Aim
Your task is to copy the lines from the line containing "Task: place one keypoint per instance of the parked" through the end of the listing below, both included, without any pictures.
+ + + +
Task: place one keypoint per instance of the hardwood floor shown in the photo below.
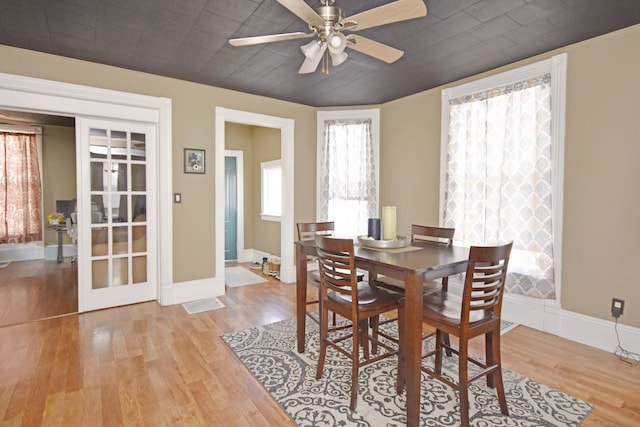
(146, 364)
(32, 290)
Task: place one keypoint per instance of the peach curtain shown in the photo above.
(20, 188)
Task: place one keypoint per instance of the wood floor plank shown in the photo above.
(146, 364)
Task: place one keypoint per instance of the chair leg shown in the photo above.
(447, 344)
(463, 381)
(495, 379)
(355, 359)
(401, 377)
(489, 357)
(363, 337)
(374, 322)
(438, 361)
(324, 327)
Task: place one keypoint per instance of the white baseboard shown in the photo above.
(21, 251)
(252, 255)
(545, 316)
(194, 290)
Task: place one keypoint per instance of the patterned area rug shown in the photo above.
(269, 352)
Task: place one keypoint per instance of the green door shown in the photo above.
(230, 209)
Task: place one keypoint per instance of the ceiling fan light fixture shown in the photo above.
(311, 49)
(337, 43)
(338, 58)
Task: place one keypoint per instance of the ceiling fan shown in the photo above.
(328, 23)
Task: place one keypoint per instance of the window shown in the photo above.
(20, 186)
(502, 169)
(348, 146)
(271, 173)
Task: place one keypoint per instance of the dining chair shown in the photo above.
(308, 231)
(341, 293)
(477, 314)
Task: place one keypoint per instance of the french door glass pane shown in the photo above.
(118, 201)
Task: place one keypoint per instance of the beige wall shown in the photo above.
(193, 109)
(258, 144)
(601, 235)
(58, 173)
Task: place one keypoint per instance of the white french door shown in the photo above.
(117, 245)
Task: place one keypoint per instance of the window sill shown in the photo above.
(273, 218)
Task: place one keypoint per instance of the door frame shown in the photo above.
(286, 126)
(239, 156)
(72, 100)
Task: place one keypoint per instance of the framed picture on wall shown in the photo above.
(193, 160)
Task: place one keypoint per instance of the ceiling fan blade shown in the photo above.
(310, 65)
(248, 41)
(399, 10)
(303, 11)
(373, 48)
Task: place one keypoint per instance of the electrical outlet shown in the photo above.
(617, 307)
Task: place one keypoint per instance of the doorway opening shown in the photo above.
(286, 126)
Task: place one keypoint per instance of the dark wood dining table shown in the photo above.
(414, 265)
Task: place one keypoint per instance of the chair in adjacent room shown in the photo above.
(477, 315)
(342, 293)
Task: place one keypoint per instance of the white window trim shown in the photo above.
(372, 114)
(263, 166)
(557, 66)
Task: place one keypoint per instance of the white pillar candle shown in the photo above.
(389, 231)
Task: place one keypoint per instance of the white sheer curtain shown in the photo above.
(347, 176)
(498, 184)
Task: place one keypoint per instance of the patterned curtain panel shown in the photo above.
(20, 189)
(347, 193)
(498, 178)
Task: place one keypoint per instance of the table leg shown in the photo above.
(301, 296)
(60, 257)
(413, 345)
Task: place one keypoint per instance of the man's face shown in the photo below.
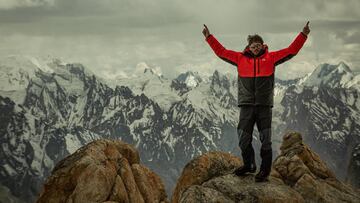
(255, 48)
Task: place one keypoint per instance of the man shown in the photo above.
(256, 68)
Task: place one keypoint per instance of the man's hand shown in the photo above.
(206, 31)
(306, 29)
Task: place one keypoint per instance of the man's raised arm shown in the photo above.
(285, 54)
(227, 55)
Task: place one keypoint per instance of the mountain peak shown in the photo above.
(143, 68)
(190, 78)
(330, 75)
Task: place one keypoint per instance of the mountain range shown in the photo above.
(50, 108)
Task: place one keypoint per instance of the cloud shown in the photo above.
(12, 4)
(111, 35)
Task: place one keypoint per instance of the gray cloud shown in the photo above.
(11, 4)
(168, 33)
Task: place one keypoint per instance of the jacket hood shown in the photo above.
(248, 53)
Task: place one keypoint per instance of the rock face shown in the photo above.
(103, 171)
(353, 174)
(298, 175)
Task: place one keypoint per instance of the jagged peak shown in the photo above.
(329, 74)
(190, 78)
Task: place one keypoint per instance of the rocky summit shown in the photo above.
(298, 175)
(103, 171)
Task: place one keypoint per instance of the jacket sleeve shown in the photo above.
(283, 55)
(226, 55)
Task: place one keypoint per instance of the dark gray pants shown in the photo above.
(262, 116)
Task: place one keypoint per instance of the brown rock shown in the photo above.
(303, 170)
(298, 175)
(203, 168)
(102, 171)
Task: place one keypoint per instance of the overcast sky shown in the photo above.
(112, 36)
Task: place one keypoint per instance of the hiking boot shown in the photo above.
(261, 176)
(242, 170)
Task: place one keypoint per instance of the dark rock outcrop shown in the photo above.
(298, 175)
(353, 173)
(103, 171)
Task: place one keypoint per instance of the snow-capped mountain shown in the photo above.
(326, 109)
(63, 106)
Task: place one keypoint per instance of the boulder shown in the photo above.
(103, 171)
(298, 175)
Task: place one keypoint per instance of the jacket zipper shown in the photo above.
(254, 78)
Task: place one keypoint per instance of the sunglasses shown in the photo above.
(254, 46)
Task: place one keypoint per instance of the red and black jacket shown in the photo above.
(256, 73)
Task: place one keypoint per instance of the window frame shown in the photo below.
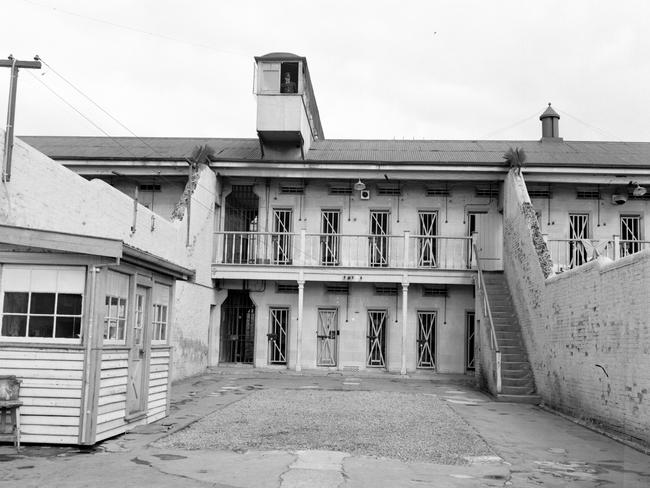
(58, 290)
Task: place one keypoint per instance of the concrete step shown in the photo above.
(518, 390)
(531, 399)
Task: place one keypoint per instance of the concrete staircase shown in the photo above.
(518, 384)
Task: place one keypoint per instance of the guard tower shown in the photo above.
(287, 114)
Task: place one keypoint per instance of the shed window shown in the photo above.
(117, 291)
(160, 313)
(41, 303)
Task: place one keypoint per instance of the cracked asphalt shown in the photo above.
(501, 444)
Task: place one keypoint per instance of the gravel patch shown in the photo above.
(409, 427)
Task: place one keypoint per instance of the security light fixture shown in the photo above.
(359, 185)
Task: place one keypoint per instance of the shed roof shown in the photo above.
(453, 152)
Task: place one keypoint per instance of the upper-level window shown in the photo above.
(41, 303)
(279, 77)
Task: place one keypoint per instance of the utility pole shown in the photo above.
(14, 64)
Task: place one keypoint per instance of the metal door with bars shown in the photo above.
(237, 328)
(470, 341)
(426, 340)
(630, 234)
(379, 221)
(277, 336)
(282, 238)
(427, 246)
(578, 230)
(330, 238)
(376, 338)
(327, 337)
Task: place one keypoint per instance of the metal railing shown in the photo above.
(569, 253)
(343, 250)
(480, 284)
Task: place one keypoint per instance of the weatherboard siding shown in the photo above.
(51, 391)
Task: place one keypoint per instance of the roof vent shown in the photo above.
(550, 124)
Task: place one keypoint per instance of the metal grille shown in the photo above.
(337, 288)
(282, 239)
(434, 291)
(241, 214)
(330, 239)
(426, 340)
(376, 338)
(630, 234)
(389, 190)
(588, 195)
(386, 290)
(378, 239)
(277, 336)
(578, 230)
(427, 246)
(327, 337)
(237, 328)
(437, 192)
(470, 338)
(292, 189)
(286, 288)
(340, 190)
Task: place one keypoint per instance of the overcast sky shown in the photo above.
(380, 69)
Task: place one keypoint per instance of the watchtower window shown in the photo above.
(289, 78)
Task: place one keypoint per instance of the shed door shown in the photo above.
(139, 353)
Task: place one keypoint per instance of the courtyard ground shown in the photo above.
(244, 427)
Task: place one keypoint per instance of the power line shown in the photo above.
(104, 132)
(145, 143)
(597, 129)
(135, 29)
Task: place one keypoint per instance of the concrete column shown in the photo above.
(405, 287)
(301, 298)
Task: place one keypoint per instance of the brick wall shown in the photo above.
(586, 330)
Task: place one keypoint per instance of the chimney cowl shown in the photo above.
(550, 124)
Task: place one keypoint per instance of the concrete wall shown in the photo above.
(586, 330)
(42, 194)
(353, 324)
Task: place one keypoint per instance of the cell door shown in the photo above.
(427, 246)
(470, 341)
(282, 238)
(426, 340)
(277, 336)
(379, 238)
(630, 234)
(330, 238)
(327, 337)
(237, 328)
(139, 352)
(376, 338)
(578, 230)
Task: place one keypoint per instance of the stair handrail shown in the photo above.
(487, 311)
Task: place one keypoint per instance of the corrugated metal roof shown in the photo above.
(562, 153)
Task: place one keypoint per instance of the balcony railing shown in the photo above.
(338, 250)
(569, 253)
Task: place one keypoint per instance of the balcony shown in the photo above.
(336, 256)
(569, 253)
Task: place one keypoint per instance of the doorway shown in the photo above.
(237, 328)
(139, 352)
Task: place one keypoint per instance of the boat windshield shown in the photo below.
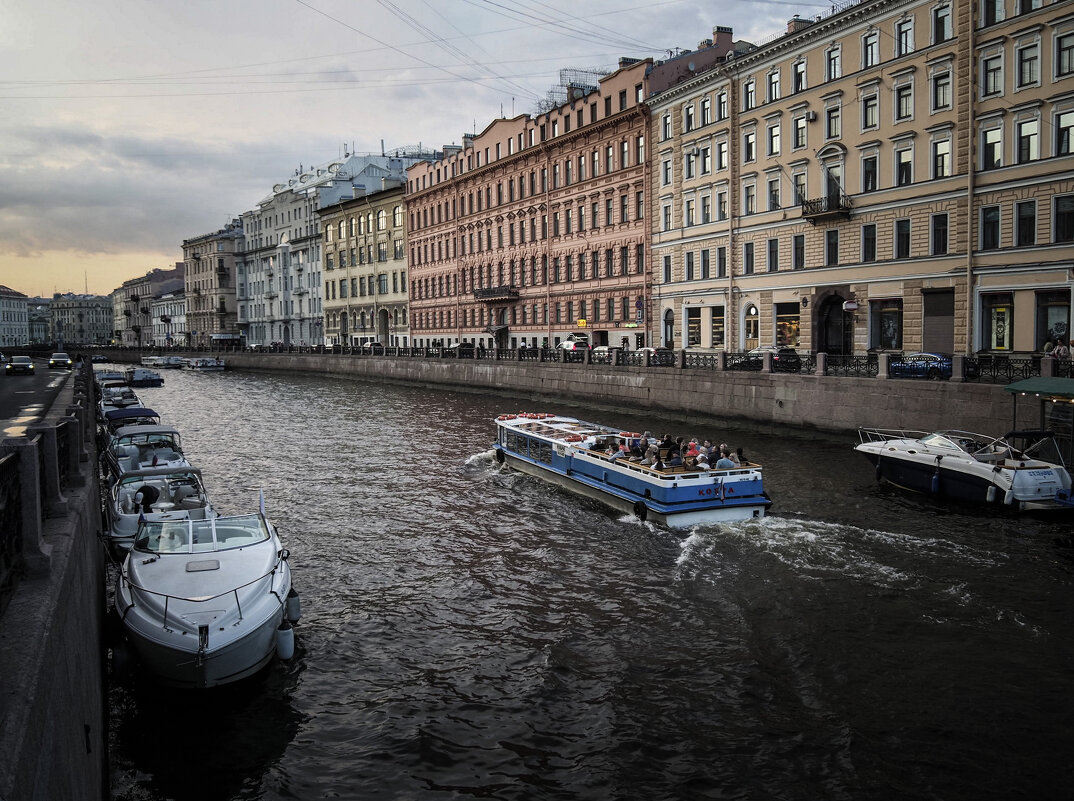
(201, 536)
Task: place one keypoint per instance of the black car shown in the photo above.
(22, 365)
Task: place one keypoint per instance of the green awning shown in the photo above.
(1050, 388)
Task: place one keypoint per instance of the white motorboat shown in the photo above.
(206, 601)
(154, 494)
(142, 447)
(1022, 470)
(143, 377)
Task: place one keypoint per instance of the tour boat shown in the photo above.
(569, 452)
(141, 446)
(143, 377)
(205, 365)
(1021, 469)
(154, 494)
(205, 602)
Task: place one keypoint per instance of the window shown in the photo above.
(902, 238)
(773, 256)
(991, 74)
(798, 135)
(832, 64)
(1026, 223)
(939, 245)
(1029, 66)
(869, 243)
(1028, 148)
(798, 76)
(989, 228)
(773, 194)
(870, 112)
(869, 175)
(1064, 55)
(773, 140)
(904, 37)
(903, 166)
(1064, 133)
(870, 49)
(941, 24)
(941, 90)
(941, 159)
(885, 323)
(991, 151)
(832, 127)
(1064, 218)
(904, 101)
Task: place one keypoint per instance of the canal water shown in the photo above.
(468, 631)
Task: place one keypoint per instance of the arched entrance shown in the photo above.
(835, 328)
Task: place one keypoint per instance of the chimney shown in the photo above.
(723, 38)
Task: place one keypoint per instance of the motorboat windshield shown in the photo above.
(201, 536)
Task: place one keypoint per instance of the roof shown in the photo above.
(1051, 388)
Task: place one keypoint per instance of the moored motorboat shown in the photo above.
(1022, 470)
(143, 377)
(204, 602)
(154, 494)
(562, 450)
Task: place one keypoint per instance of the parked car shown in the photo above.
(784, 360)
(60, 360)
(932, 366)
(18, 364)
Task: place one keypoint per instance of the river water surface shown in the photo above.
(468, 631)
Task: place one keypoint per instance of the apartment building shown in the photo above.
(538, 227)
(365, 268)
(209, 296)
(895, 174)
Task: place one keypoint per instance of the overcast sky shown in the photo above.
(128, 126)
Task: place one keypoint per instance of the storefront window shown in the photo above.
(717, 326)
(1053, 317)
(886, 323)
(693, 328)
(787, 324)
(998, 320)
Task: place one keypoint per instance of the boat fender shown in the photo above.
(285, 641)
(293, 606)
(640, 511)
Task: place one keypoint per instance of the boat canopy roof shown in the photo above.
(201, 536)
(1053, 389)
(130, 411)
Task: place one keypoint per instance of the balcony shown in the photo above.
(828, 207)
(494, 294)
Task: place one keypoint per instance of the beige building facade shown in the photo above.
(896, 175)
(538, 227)
(365, 270)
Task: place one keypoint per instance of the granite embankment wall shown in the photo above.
(827, 403)
(53, 713)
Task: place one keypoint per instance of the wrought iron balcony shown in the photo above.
(496, 293)
(829, 206)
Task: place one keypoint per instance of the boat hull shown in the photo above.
(676, 497)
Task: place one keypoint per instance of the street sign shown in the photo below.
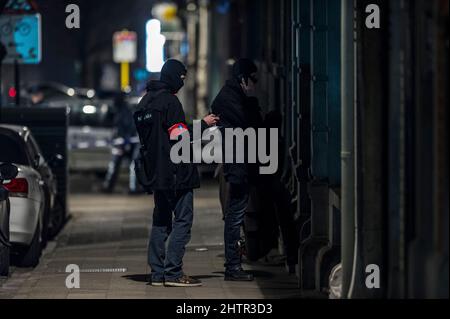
(21, 35)
(125, 47)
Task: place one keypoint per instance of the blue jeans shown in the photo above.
(239, 195)
(172, 221)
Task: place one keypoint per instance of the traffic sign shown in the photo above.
(21, 36)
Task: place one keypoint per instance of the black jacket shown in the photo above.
(236, 110)
(158, 111)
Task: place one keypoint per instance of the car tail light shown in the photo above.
(17, 187)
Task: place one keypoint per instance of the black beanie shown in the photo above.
+ + + +
Expected answer
Task: place one keypoint per instance of the parked car shown in the photo above.
(784, 360)
(60, 360)
(932, 366)
(18, 364)
Task: place one keypoint per instance of the river water surface shown in the photo above.
(468, 631)
Task: place one keypoint per instance of the apartment building shown in the photo above.
(538, 227)
(365, 268)
(209, 296)
(895, 174)
Task: place one keypoint per instance of the overcast sky shown in the photo above.
(128, 126)
Task: place one keypoint per instance of the storefront window shown in the photo above.
(717, 326)
(1053, 317)
(886, 323)
(693, 328)
(787, 324)
(998, 320)
Task: place one keypoint per instance of the boat fender shown in the photo above.
(285, 641)
(293, 606)
(640, 511)
Task: place one keypoint per instance of the boat canopy roof shown in the photo above.
(201, 536)
(1053, 389)
(130, 411)
Task: place one keypoint per instance of the balcony shown in the photo above.
(828, 207)
(494, 294)
Task: place one keypoint per instance of the beige building facade shown in the photo above.
(896, 175)
(538, 227)
(365, 270)
Task: place one keypoint per instance of the granite embankment wall shown in the photo above.
(827, 403)
(53, 713)
Task: place one keypoint per instance of the wrought iron balcony shown in the photo above.
(496, 293)
(829, 206)
Task: place one keypoint per instance of the boat hull shown in the photo above.
(676, 497)
Task: place one keypoint per instance of the street sign shown in the photo below.
(21, 35)
(125, 47)
Task: place one keypoint per instance of the blue jeans shown in the photo above.
(239, 195)
(172, 221)
Task: place one keypoint per instance of the traffic sign shown in the photo above.
(21, 36)
Task: place one keypoint per instance of the black jacket shown in the photo above.
(236, 110)
(158, 111)
Task: place one keypoint per instance of the car tail light shown in the photo above.
(17, 187)
Task: place one keypoint per instance of the black beanie shown in the photo above.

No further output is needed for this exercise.